▶ [Exercise task]
Print all of the records below word for word, but leave the pictures out.

******

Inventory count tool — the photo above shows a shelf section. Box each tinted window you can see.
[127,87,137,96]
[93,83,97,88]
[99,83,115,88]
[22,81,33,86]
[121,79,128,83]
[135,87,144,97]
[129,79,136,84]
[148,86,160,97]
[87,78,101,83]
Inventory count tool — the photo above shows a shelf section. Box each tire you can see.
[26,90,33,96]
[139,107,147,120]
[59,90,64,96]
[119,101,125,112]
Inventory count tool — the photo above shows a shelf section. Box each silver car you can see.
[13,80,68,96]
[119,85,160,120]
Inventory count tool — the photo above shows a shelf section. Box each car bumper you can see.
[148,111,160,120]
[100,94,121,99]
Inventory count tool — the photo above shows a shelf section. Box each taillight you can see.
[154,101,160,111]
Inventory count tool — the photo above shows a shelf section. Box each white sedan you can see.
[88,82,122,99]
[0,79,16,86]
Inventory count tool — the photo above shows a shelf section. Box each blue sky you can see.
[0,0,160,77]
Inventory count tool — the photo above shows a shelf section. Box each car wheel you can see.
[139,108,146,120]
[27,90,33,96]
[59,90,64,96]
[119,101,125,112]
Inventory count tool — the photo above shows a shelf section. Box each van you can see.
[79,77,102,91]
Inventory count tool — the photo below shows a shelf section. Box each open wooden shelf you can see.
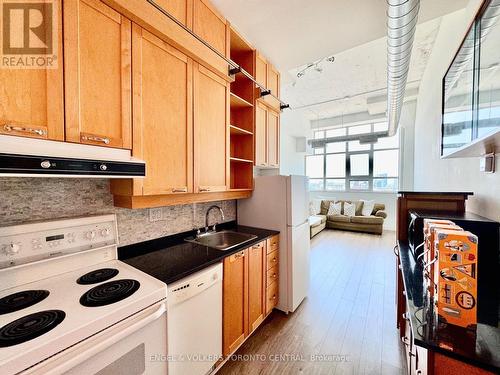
[230,92,253,108]
[229,125,253,136]
[229,27,255,192]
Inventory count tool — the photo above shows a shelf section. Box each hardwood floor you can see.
[218,230,404,375]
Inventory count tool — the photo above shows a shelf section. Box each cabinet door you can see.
[64,0,131,149]
[255,101,268,167]
[248,242,266,333]
[265,63,280,110]
[0,0,64,141]
[255,52,267,88]
[267,110,280,167]
[222,250,248,355]
[193,64,229,193]
[132,24,193,195]
[193,0,229,57]
[155,0,193,29]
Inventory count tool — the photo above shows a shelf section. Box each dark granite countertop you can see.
[398,190,474,195]
[398,242,500,373]
[118,222,279,284]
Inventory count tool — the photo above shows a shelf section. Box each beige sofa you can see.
[309,200,387,238]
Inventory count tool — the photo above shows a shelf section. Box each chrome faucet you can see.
[205,205,224,233]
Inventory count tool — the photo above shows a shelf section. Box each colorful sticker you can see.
[453,263,476,279]
[456,292,476,310]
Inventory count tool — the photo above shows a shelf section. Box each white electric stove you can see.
[0,215,167,375]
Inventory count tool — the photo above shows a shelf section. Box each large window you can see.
[306,122,399,192]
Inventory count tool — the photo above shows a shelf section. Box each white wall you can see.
[280,109,312,175]
[414,0,500,220]
[310,191,397,230]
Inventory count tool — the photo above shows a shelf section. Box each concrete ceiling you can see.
[212,0,468,71]
[281,18,441,119]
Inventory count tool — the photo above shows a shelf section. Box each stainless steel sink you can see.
[186,230,257,250]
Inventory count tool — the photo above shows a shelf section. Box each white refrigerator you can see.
[238,176,310,313]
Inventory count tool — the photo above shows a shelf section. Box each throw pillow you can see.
[344,202,356,216]
[311,199,321,215]
[319,200,330,215]
[361,201,375,216]
[327,202,342,216]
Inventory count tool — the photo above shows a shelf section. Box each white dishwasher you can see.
[167,263,223,375]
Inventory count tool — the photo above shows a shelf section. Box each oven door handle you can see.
[35,303,166,375]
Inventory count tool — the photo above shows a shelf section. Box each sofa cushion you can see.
[314,215,326,224]
[351,216,384,224]
[361,200,375,216]
[341,200,363,216]
[319,201,330,215]
[326,202,342,216]
[327,215,355,223]
[343,202,356,216]
[309,216,321,227]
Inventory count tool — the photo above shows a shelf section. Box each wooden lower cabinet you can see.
[222,249,248,355]
[265,235,279,315]
[222,241,278,356]
[248,242,266,332]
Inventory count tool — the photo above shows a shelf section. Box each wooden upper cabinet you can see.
[0,0,64,141]
[248,242,266,332]
[264,64,280,110]
[222,250,248,355]
[193,0,229,57]
[193,64,229,193]
[255,101,268,167]
[64,0,131,149]
[155,0,193,29]
[132,24,193,195]
[267,110,280,167]
[255,52,267,87]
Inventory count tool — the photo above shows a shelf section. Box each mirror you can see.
[476,0,500,138]
[441,27,475,155]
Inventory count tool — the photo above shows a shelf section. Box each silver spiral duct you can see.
[387,0,420,136]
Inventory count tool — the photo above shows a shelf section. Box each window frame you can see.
[304,121,401,193]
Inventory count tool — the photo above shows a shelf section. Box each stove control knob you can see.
[101,228,111,237]
[5,242,21,255]
[85,230,95,240]
[40,160,50,169]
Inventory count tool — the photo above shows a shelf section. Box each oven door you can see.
[22,302,167,375]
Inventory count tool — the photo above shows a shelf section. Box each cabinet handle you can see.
[3,124,47,137]
[80,134,111,145]
[234,251,245,259]
[172,187,187,193]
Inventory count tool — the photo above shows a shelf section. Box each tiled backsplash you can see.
[0,178,236,245]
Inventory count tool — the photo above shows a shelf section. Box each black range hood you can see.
[0,135,146,178]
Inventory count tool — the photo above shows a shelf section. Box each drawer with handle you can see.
[266,265,279,287]
[266,282,279,314]
[267,235,280,254]
[266,251,279,270]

******

▶ [Answer for this exercise]
Inventory count tool — the photo above shows a shelf section. Box each tinted window you can see.
[127,87,137,96]
[93,83,97,88]
[99,83,115,88]
[22,81,33,86]
[121,79,128,83]
[135,87,144,97]
[129,79,136,84]
[148,86,160,97]
[87,78,101,83]
Inventory count tool — the photo above shows a shelf section. Box each tire you can see.
[26,90,33,96]
[139,107,147,120]
[59,90,64,96]
[119,101,125,112]
Inventory count tool — the photo above shows a shelf section. Box each silver car you can see.
[13,80,68,96]
[119,85,160,120]
Inventory count tool — the photo above shows a shelf section. Box each car bumper you can see.
[148,111,160,120]
[100,94,121,99]
Inventory count tool — the photo above shows a shelf section. Box each taillight you can see.
[154,101,160,111]
Inventory count tool — the photo above shows a shelf section. Box each white sedan you can see.
[88,82,122,99]
[0,79,16,86]
Inventory count tool — the photo above shows a shelf section. Box each blue sky you can see.
[0,0,160,77]
Inventory count tool — the photo above shows a shelf section. Box each car wheel you can see.
[139,108,146,120]
[27,90,33,96]
[59,90,64,96]
[119,101,125,112]
Inventory count tool — the photo above shows a shelf section. Box each van you can see.
[79,77,102,91]
Inventory count tool — the photo below shows a shelf section. Box each open wooden shelf you can see.
[230,92,253,108]
[229,125,253,136]
[229,27,255,192]
Inventory count tool — the photo above shows a shelf section. Box each hardwood floor you can see.
[218,230,404,375]
Inventory count tool — the photo above shows a shelf section. Box each cabinet door you can see.
[64,0,131,149]
[255,101,268,167]
[248,242,266,333]
[265,63,280,110]
[0,0,64,141]
[255,52,267,88]
[267,110,280,167]
[222,250,248,355]
[193,64,229,193]
[132,24,193,195]
[193,0,229,57]
[155,0,193,29]
Inventory count tool — the photo above shows a shelf section. Box each dark granite countertop you can see.
[398,190,474,195]
[398,242,500,373]
[118,222,279,284]
Inventory count tool — the photo above shows a shelf section. Box each beige sofa you can see.
[309,200,387,238]
Inventory count tool — the photo above shows a shelf section. Box each chrome faucet you can see.
[205,205,224,233]
Inventory count tool — the photo above shows a shelf section. Box each colorful sticker you can see.
[453,263,476,279]
[456,292,476,310]
Inventory count tool — the photo above shows a shelf section. Box each white electric stove you can see.
[0,215,167,375]
Inventory count tool — the photo above shows a shelf section. Box each large window you can see.
[306,122,399,192]
Inventory count tool — the photo above shows a shelf section. Box each white wall you can see.
[280,109,312,175]
[414,0,500,220]
[310,191,397,230]
Inventory count tool — the photo above shows a shelf section. Box each concrete ceiling you can see.
[212,0,468,71]
[281,18,441,119]
Inventory count tool — the photo above shows a shelf section. Box each stainless steel sink you can see.
[186,230,257,250]
Inventory count tool — the photo above shows a shelf section. Box each white refrigerator you can see.
[238,176,310,313]
Inventory count tool — the photo above shows a shelf section. Box each throw pillow you can see.
[344,202,356,216]
[311,199,321,215]
[319,200,330,215]
[361,201,375,216]
[327,202,342,216]
Inventory count tool — the photo above shows a shelf section. Box each white dishwasher you can see.
[167,263,223,375]
Inventory count tool — the photo above shows a shelf section. Box each oven door handle you can see.
[35,303,166,375]
Inventory count tool — the photo above shows a shelf section. Box each sofa cushion you can see.
[314,215,326,224]
[351,216,384,224]
[361,200,375,216]
[341,200,363,216]
[319,201,330,215]
[326,202,342,216]
[327,215,355,223]
[343,202,356,216]
[309,216,321,227]
Inventory count tool — the photo above shows a shelf section. Box each wooden lower cabinet you can see.
[222,249,248,355]
[265,235,279,315]
[222,241,278,356]
[248,242,266,332]
Inventory count tool — the photo above shows a shelf section. Box each wooden upper cabinet you can see.
[0,0,64,141]
[248,242,266,332]
[264,64,280,110]
[222,250,248,355]
[193,0,229,57]
[193,64,229,193]
[255,101,268,167]
[64,0,131,149]
[155,0,193,29]
[132,24,193,195]
[267,110,280,167]
[255,52,267,87]
Inventory count tool — the photo above shows a shelf section. Box each mirror you can see.
[476,0,500,138]
[441,27,475,155]
Inventory count tool — the photo above shows a shelf section. Box each silver spiral duct you can see.
[387,0,420,136]
Inventory count tool — the photo above shows a shelf section. Box each window frame you can see.
[304,121,401,193]
Inventory count tool — the photo above shows a shelf section. Box each stove control knob you can see.
[101,228,111,237]
[5,242,21,255]
[85,230,95,240]
[40,160,50,169]
Inventory count tool — the photo above shows a shelf section. Box each oven door you can see.
[22,302,167,375]
Inventory count tool — the photo above shows a shelf section. Box each cabinet handle you can see.
[3,124,47,137]
[80,134,111,145]
[234,251,245,259]
[172,187,187,193]
Inventory count tool — the photo above shows a shelf section. Box each tiled backsplash you can see.
[0,178,236,245]
Inventory count tool — the photo above shows a shelf section. Box each black range hood you can see.
[0,135,146,178]
Inventory count tool — the photo above shows a shelf section. Box each drawer with handle you can see.
[266,265,279,287]
[266,282,279,314]
[267,235,280,254]
[266,251,279,270]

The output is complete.